-- start The data --

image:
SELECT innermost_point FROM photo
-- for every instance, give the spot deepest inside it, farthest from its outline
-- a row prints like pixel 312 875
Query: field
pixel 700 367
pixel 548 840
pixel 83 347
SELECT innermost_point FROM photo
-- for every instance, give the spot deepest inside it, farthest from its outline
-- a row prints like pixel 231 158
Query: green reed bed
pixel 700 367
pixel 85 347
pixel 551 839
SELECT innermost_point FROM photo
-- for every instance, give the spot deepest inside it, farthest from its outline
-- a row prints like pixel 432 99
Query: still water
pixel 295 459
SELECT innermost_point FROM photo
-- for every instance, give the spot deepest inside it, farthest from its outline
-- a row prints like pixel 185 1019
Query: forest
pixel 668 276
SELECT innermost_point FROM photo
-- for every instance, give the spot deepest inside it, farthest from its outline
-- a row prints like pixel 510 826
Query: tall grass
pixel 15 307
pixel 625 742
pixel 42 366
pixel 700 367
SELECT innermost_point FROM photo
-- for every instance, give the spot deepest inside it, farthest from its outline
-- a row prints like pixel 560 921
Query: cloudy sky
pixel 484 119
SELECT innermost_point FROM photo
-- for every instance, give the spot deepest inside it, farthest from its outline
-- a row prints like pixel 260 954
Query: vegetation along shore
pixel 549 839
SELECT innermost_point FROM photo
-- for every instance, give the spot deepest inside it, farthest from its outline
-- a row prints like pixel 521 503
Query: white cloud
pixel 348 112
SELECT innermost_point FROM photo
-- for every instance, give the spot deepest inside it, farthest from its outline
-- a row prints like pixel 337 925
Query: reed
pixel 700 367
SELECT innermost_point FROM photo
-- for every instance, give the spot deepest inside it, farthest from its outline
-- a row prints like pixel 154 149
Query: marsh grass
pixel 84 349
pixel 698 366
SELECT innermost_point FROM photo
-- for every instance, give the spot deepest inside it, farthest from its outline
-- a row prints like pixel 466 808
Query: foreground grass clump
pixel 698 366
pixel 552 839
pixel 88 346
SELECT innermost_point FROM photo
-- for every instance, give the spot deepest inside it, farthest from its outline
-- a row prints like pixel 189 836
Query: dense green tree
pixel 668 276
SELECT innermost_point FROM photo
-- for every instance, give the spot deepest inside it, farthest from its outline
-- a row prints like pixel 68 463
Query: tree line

-- end The data --

**Problem to solve**:
Write out the whole listing again. Match it word for word.

**Answer to this task**:
image:
SELECT innermost_point FROM photo
-- for every instance, give the spot deepest inside it, farthest from its outline
-- a row prints like pixel 312 875
Query: field
pixel 700 367
pixel 548 840
pixel 83 347
SELECT innermost_point FROM photo
-- for every instance, give the spot deepest inside it, farthest from its outline
-- a row prints like pixel 231 158
Query: green reed bed
pixel 700 367
pixel 85 347
pixel 551 839
SELECT innermost_point FROM photo
-- for every instance, give the spot deepest inside it, farthest from its outline
-- a row prints like pixel 432 99
Query: still water
pixel 295 459
SELECT innermost_point FROM photo
-- for every instance, give the spot deepest inside it, farthest from its outline
-- a row prints like pixel 185 1019
Query: forest
pixel 668 276
SELECT innermost_point FROM photo
-- for every instance, give the spot deepest inside it, farthest from its outline
-- a row prints like pixel 510 826
Query: tall grass
pixel 15 307
pixel 625 742
pixel 42 366
pixel 700 367
SELECT innermost_point FROM photo
-- for every instance, give the spot deepest inside it, farthest from its outline
-- a row prints like pixel 560 921
Query: cloudy sky
pixel 484 119
SELECT innermost_point FROM photo
-- for every instance, give the spot deepest inside it, farthest from its outline
-- a row prints like pixel 260 954
Query: vegetation along shore
pixel 549 839
SELECT innermost_point FROM photo
-- for every instance, give the spot deepest inside it, farthest from its outline
-- a row prints like pixel 521 503
Query: white cloud
pixel 348 112
SELECT innermost_point FROM photo
-- for every instance, give the spot deepest inside it, farthest from its outline
-- a row prints like pixel 337 925
Query: reed
pixel 700 367
SELECT innermost_point FROM photo
-- for every instance, give the spot deepest inside it, farthest from its outline
-- a row prints like pixel 154 149
Query: marsh grass
pixel 84 349
pixel 698 366
SELECT innermost_point FROM photo
-- for every instance, give the spot deepest inside it, farthest from its outline
-- a row prints like pixel 466 808
Query: foreground grass clump
pixel 698 366
pixel 552 839
pixel 88 346
SELECT innermost_point FROM photo
-- for every instance, give the spot deepest inside it, farthest from its outline
-- a row prints like pixel 189 836
Query: dense green tree
pixel 668 276
SELECT innermost_point FROM photo
-- for every instance, give the spot deepest inside it, farthest from its outline
-- a row prints like pixel 68 463
Query: tree line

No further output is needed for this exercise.